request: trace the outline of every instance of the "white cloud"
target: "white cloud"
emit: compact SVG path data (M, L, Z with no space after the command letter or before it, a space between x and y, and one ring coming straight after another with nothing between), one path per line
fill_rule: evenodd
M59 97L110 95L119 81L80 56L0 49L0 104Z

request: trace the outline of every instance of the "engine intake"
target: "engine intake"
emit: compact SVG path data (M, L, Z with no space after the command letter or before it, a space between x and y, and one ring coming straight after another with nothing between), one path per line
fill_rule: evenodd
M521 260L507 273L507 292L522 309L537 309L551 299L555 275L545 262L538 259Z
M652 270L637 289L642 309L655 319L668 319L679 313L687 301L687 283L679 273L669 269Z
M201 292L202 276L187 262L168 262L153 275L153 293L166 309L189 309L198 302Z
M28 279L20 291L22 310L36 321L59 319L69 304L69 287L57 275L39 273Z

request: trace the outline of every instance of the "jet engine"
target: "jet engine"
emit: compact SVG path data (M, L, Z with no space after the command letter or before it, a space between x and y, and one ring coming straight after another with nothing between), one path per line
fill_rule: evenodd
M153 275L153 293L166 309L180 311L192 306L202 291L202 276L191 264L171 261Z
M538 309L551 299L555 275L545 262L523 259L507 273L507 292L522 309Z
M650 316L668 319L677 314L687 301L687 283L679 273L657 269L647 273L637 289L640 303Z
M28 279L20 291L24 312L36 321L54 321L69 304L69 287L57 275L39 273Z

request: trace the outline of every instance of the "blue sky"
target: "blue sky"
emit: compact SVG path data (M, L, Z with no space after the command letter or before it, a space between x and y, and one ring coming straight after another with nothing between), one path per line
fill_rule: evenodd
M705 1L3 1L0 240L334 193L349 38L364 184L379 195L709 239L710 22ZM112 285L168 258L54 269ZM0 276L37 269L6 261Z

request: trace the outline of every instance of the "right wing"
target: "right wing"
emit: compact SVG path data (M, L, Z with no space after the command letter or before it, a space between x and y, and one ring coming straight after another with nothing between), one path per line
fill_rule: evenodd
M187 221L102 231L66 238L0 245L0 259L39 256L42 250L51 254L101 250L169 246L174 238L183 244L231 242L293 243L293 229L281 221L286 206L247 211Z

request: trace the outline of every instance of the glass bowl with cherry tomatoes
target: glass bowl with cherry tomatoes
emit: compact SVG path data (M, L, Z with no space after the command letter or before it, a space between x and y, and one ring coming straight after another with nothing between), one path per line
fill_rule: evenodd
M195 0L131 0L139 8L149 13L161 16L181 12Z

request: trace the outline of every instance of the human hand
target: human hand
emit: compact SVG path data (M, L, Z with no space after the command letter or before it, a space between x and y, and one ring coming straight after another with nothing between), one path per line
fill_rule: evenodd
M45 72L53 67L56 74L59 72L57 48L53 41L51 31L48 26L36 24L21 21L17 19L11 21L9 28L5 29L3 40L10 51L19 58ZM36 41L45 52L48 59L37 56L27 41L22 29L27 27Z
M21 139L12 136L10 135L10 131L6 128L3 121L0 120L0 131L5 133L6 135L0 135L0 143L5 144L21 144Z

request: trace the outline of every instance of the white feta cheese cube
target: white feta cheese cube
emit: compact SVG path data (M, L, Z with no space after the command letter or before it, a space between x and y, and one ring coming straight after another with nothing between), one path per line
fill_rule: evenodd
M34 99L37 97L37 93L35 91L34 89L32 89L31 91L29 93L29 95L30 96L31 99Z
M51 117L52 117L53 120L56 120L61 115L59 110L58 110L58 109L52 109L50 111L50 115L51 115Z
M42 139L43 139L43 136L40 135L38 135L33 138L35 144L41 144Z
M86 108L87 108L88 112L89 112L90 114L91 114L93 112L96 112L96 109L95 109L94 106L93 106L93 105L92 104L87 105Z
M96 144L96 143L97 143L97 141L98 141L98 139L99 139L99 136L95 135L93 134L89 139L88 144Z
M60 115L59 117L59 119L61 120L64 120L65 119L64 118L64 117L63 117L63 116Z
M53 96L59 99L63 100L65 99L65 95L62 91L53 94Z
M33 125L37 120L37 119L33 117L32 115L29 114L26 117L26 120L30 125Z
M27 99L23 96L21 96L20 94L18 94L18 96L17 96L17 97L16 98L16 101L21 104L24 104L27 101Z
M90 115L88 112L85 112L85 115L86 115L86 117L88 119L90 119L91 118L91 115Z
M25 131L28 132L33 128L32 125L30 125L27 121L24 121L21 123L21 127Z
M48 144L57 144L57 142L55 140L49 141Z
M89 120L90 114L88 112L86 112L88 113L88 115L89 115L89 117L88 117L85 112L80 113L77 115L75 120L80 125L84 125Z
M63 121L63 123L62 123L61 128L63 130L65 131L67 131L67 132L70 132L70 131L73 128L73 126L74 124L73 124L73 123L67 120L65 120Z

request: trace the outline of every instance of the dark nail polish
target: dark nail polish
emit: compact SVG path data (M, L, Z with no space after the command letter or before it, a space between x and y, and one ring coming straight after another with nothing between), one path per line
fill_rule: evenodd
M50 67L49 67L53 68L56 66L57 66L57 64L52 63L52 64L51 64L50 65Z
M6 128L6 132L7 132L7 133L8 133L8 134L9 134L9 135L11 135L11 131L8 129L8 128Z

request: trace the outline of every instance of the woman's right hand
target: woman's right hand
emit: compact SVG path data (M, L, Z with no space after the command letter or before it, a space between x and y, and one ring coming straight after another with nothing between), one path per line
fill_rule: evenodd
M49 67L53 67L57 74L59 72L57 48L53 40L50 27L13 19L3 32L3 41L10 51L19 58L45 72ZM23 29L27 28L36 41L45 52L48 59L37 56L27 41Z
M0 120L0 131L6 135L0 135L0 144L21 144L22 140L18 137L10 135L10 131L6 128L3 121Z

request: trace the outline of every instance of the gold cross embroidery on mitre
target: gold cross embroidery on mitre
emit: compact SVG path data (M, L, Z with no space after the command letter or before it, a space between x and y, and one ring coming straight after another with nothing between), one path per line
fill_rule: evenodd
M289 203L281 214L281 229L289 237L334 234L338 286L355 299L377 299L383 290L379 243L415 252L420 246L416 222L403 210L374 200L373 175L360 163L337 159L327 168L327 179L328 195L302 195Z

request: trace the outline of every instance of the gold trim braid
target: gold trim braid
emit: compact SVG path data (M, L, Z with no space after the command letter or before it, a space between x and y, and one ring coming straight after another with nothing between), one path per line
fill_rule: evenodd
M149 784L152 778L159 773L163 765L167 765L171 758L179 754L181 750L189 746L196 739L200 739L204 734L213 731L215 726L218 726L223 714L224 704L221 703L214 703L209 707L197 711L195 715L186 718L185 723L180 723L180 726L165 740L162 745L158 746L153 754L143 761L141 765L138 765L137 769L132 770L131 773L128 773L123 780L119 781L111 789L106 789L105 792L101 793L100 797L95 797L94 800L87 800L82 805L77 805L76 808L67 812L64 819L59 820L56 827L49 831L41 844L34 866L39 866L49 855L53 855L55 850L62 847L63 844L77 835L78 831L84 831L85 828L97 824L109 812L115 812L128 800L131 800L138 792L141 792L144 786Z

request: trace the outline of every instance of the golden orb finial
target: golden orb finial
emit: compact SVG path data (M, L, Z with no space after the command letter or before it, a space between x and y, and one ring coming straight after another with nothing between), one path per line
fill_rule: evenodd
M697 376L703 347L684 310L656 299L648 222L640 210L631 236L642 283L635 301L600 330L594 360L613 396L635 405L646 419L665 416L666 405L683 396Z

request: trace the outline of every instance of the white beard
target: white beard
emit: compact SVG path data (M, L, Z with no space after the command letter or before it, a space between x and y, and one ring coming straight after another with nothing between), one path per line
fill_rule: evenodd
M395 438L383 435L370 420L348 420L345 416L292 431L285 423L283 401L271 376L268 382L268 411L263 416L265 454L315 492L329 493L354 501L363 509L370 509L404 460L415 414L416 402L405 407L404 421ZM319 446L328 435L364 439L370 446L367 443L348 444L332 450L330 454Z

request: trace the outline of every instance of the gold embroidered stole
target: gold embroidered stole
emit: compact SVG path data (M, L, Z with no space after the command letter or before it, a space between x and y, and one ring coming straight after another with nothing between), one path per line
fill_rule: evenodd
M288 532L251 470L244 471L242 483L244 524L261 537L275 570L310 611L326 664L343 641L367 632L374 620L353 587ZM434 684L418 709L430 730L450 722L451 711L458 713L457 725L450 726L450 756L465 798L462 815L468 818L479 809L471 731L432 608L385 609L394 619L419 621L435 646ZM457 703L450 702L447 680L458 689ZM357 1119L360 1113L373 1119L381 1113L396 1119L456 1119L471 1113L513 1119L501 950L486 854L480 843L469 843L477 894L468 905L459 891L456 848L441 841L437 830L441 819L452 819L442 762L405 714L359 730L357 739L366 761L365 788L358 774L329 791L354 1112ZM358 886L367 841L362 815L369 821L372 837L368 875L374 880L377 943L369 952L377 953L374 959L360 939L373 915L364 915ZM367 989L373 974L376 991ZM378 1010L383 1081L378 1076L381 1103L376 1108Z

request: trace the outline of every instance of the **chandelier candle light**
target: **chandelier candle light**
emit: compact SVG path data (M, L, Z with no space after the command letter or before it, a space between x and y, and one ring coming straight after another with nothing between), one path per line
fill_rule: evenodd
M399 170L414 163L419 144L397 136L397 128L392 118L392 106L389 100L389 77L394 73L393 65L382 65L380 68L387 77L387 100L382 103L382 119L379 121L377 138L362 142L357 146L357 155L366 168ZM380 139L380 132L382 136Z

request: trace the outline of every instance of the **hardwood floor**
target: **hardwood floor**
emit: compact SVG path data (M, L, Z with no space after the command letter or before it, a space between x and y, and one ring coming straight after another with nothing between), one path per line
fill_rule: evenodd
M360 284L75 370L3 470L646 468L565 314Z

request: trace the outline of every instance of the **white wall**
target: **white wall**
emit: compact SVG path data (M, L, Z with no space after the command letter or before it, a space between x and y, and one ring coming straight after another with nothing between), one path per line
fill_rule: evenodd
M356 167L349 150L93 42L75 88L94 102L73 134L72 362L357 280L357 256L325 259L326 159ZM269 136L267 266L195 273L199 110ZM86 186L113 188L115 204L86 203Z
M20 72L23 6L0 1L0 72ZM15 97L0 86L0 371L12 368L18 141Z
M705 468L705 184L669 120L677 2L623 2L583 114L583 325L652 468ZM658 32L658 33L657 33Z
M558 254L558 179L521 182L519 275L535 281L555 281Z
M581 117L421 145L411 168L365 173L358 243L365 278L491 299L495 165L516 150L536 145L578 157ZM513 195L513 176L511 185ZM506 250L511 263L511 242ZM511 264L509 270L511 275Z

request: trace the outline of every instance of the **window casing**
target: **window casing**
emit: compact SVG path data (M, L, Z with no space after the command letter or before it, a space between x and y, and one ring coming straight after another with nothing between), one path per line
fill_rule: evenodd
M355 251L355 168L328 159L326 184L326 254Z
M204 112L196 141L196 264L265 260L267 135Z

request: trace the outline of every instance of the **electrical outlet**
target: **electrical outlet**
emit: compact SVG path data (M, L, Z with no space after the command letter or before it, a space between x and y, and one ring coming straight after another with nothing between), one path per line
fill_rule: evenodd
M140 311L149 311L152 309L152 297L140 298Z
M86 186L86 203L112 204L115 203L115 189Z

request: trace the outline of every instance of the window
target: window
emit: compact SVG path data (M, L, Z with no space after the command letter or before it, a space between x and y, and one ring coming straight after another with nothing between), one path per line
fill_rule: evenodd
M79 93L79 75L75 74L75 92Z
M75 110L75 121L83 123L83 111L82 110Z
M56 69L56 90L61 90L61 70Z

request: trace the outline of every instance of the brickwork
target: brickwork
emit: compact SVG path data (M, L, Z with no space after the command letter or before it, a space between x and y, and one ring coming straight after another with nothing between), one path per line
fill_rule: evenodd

◆ ◆ ◆ ◆ ◆ ◆ ◆

- _Task_
Transcribe the entries exactly, starting at the beginning of the entries and ending with the line that contains "M59 97L110 95L119 81L80 56L0 49L0 104Z".

- _The output_
request: trace the outline of every instance of the "white cloud"
target: "white cloud"
emit: compact SVG path data (M, L, Z with no space after the command letter or before it, a space between x and y, and one ring coming straight after another with nothing between), one path per line
fill_rule: evenodd
M59 97L110 95L119 81L80 56L0 49L0 104Z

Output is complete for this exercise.